What this exercise asks:
1/ In the letter to 4S conference attendees, whose presidential talk made the writer think?
2/ Please rewrite the stretch from "Updated: November 30" through "made me think." in the letter to 4S conference attendees, putting "wonderful" in place of "brilliant".
3/ Extend the letter to 4S conference attendees, picking up after its final sentence.

Text excerpt:
Updated: November 30 2012
Dear fellow conferences attendees,
I want to start by stressing how much I have enjoyed and benefited from 4S conferences. This year in particular, I did not attended a single boring, obvious or simple per or talk, I did not meet anybody who was not researching something incredibly interesting; I was constantly moved, stimulated, intrigued and even entertained by all the people and things (let us not forget the food) that made this year’s event. In short, it was brilliant. However, (there is always a however) Trevor Pinch’s presidential talk and welcome remarks in the programme made me think.
During his talk he highlighted the uniqueness of our field, of our topics, and of our methods. This led me to question, what about our conferences? Have we not become slightly standardized and conservative in the way we present our work at our conferences? Then, he commented on how complicated the process of choosing which session to go to has become because the number of sessions and attendees had grown drastically since 1976. This made me remember what I had been hearing from fellow conference goers: “I can email them and get the paper” (which by the way will be more difficult this time since emails were not included in the booklet). This again led me to question if we could structure the conference in a different way.

Data:
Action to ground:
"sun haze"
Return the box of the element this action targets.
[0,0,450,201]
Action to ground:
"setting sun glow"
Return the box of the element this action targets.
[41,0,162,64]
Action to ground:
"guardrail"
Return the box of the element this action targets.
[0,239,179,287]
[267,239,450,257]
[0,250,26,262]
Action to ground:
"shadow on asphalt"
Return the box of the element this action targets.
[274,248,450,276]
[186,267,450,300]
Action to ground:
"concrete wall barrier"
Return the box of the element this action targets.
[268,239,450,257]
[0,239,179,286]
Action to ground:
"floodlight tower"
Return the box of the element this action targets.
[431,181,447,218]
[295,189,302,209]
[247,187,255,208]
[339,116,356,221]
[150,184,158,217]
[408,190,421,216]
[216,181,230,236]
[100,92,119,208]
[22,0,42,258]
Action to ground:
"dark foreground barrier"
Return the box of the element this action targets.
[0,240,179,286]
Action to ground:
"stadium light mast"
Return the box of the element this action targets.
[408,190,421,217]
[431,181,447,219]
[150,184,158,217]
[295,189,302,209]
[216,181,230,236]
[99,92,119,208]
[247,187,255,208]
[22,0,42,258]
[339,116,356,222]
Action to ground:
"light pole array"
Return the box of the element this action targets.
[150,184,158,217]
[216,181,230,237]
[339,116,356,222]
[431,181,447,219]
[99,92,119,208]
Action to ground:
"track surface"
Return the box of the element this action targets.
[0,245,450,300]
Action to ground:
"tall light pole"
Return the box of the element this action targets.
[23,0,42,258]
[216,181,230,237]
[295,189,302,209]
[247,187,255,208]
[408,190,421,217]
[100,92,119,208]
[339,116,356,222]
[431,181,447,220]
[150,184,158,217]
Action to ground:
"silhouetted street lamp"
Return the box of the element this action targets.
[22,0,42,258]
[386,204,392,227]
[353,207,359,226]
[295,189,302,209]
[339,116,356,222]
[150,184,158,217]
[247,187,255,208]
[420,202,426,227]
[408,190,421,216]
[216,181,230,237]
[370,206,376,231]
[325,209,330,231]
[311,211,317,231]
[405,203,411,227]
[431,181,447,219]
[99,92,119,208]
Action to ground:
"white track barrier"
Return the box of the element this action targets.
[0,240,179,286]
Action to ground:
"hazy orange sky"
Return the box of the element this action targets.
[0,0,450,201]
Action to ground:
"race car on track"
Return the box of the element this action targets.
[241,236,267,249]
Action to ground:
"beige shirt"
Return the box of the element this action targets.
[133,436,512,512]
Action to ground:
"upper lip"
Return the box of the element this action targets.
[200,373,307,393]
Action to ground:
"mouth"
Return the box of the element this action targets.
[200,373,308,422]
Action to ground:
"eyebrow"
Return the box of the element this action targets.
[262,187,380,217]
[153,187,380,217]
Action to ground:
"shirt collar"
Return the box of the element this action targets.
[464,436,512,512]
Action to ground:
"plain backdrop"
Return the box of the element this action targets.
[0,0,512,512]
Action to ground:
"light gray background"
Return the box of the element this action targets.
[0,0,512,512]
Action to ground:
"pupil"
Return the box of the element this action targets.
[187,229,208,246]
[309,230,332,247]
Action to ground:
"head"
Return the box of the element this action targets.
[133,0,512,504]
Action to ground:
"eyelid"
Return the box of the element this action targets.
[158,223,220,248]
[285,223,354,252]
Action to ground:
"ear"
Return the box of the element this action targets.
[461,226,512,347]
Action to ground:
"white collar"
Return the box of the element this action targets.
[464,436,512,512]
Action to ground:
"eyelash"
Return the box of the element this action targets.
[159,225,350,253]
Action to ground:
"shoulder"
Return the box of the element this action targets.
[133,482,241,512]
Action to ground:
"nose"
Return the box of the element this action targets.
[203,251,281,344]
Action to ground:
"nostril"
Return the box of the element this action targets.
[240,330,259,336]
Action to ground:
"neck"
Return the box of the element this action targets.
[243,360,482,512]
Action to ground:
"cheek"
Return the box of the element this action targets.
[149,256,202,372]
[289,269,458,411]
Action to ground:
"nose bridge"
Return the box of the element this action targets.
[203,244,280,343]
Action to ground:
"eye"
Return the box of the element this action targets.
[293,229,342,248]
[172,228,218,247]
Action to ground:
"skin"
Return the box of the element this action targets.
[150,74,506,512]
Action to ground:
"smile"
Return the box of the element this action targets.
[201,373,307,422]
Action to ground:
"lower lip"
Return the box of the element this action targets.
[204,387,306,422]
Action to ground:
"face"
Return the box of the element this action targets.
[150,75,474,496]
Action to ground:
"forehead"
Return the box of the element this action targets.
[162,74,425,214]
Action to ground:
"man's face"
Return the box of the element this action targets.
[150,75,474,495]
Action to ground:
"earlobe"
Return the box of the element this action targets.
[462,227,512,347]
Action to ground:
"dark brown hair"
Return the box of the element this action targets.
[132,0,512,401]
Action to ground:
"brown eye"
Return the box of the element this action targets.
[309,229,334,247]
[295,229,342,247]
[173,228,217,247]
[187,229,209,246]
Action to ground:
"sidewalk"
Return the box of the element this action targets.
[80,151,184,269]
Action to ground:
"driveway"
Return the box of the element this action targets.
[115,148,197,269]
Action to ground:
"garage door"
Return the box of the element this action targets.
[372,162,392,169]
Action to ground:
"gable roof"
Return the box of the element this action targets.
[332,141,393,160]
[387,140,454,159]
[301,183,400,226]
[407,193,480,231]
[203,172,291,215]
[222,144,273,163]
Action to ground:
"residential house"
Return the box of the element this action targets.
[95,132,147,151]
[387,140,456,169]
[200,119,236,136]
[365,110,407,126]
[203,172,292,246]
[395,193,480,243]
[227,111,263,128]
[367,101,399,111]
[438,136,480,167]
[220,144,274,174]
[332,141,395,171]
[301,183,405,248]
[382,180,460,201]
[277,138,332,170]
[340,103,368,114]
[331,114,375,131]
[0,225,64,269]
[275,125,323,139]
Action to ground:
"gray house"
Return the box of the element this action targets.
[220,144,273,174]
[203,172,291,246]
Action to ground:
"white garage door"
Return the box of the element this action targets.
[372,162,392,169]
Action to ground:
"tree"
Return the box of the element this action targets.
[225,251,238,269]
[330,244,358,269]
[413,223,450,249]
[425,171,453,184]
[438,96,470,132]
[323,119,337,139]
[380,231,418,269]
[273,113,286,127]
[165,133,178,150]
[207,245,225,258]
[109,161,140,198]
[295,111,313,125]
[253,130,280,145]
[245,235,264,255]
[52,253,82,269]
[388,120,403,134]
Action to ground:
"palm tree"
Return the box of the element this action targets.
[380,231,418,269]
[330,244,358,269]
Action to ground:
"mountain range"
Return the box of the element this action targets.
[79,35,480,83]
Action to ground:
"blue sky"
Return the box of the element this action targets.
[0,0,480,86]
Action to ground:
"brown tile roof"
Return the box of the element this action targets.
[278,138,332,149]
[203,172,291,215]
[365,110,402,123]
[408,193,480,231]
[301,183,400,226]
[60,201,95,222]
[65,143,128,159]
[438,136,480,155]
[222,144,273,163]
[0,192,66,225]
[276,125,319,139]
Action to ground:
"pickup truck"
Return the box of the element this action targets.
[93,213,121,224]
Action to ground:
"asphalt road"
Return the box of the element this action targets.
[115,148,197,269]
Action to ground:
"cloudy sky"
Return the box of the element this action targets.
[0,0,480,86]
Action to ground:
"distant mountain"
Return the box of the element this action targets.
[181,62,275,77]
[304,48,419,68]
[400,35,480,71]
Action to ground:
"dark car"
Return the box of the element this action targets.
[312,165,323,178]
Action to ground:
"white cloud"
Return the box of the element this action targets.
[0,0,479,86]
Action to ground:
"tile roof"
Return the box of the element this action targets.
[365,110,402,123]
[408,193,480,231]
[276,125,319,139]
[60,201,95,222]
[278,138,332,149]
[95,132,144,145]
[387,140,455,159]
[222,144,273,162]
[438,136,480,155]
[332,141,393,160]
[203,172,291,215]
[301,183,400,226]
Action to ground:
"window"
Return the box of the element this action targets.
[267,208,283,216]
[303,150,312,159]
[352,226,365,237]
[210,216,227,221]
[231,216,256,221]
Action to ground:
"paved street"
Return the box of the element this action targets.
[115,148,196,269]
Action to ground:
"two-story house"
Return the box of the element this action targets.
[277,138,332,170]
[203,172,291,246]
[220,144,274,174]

Task-by-task answers:
1/ Trevor Pinch's.

2/
Updated: November 30 2012
Dear fellow conferences attendees,
I want to start by stressing how much I have enjoyed and benefited from 4S conferences. This year in particular, I did not attended a single boring, obvious or simple per or talk, I did not meet anybody who was not researching something incredibly interesting; I was constantly moved, stimulated, intrigued and even entertained by all the people and things (let us not forget the food) that made this year’s event. In short, it was wonderful. However, (there is always a however) Trevor Pinch’s presidential talk and welcome remarks in the programme made me think.

3/
Ruminating this ideas led me to think: While writing academic papers for academic journals in the way we do is important and necessary because we are addressing a wide public, when at the 4S conferences we are ‘at home’ within ‘family’ so we could have spaces and moments in which we could do things slightly less conventional; we could experiment with and among ourselves. Why not come up with alternative ways of interacting, of presenting our work and of commenting on it?
Clearly going to conferences is about much more than only listening to papers. Harry Collins pointed this out very clearly “...conferences are vital. The chat in the bars and corridors is what matters... Face-to-Face communication is extraordinarily efficient - so much can be transmitted with the proper eye contact, body movement, hand contact, and so forth. This is where tokens of trust are exchanged, the trust that holds the whole scientific community together" (Harry Collins, 2004:450).
This made me think that maybe we should be creating more opportunities for interaction, but a different type of interaction, something in between the informal social interaction that takes place at the bar and the formal conference interaction that takes place during the parallel sessions. I want to stress that by no means am I suggesting the elimination or transformation of the parallel sessions, I think they are great as they are, I am simply suggesting to add some new spaces for other types of interaction.These alternative interaction modes could be scheduled either on the first day before the opening keynote speakers, during lunch time or even before or after the ‘official’ conference dates.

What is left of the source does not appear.